▸ WORK TASK: Which lines run from the one containing "Target: flower cluster" to the end of the entries below? Reproduce them exactly, both ends included.

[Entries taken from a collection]
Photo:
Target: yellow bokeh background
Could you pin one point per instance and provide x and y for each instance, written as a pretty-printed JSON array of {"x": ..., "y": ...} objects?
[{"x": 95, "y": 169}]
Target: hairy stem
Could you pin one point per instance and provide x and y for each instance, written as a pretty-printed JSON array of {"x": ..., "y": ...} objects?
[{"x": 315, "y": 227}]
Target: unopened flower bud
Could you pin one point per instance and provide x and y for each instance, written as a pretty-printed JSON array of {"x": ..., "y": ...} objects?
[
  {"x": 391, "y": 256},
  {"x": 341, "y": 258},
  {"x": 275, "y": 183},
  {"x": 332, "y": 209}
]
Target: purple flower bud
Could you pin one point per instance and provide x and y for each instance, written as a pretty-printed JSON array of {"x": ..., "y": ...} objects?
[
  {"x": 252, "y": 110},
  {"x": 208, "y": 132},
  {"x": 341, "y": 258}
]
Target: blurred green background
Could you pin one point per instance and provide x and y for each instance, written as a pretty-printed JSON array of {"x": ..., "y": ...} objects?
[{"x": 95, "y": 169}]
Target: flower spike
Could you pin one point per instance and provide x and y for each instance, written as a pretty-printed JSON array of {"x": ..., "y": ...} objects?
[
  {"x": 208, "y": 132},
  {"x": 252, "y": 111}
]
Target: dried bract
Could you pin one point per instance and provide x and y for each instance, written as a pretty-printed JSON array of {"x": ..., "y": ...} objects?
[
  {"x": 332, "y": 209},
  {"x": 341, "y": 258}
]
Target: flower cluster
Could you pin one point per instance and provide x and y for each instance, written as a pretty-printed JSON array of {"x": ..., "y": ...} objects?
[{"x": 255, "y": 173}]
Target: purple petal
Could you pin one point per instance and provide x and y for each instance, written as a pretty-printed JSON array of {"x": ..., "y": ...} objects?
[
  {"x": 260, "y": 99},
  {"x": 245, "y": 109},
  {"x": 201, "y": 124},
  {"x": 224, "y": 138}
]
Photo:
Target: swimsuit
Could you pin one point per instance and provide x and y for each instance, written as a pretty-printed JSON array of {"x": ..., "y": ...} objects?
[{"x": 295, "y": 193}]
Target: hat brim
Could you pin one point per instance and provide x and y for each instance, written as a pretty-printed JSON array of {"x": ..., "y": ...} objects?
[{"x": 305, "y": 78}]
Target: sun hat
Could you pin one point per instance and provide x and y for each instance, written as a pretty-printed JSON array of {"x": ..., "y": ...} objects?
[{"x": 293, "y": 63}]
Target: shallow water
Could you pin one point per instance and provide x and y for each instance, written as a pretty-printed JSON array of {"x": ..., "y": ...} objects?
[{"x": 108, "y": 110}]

▸ RESPONSE AREA:
Target: flower cluster
Could you pin one point per instance and provide x and y for each instance, written as a pretty-printed JSON array of {"x": ..., "y": ...} objects?
[{"x": 255, "y": 173}]
Target: purple petal
Could you pin one point per instance and provide x and y for each instance, written as a pretty-printed JSON array of {"x": ..., "y": ...} objects?
[
  {"x": 260, "y": 99},
  {"x": 245, "y": 109},
  {"x": 201, "y": 124},
  {"x": 224, "y": 138}
]
Photo:
Target: swimsuit
Could you pin one point per instance and provide x and y for each instance, written as a pretty-printed JSON array of {"x": ..., "y": ...} objects?
[{"x": 295, "y": 193}]
Target: hat brim
Could you pin one point per instance and provide x and y for each instance, written as a pretty-printed JSON array of {"x": ..., "y": ...} objects?
[{"x": 305, "y": 78}]
Target: sun hat
Could you pin one point per instance and provide x and y for each instance, written as a pretty-printed JSON array of {"x": ..., "y": ...} objects?
[{"x": 293, "y": 63}]
Target: shallow water
Could you pin one point per instance and provide x and y for each instance, written as a pretty-printed JSON array of {"x": ..., "y": ...} objects?
[{"x": 108, "y": 110}]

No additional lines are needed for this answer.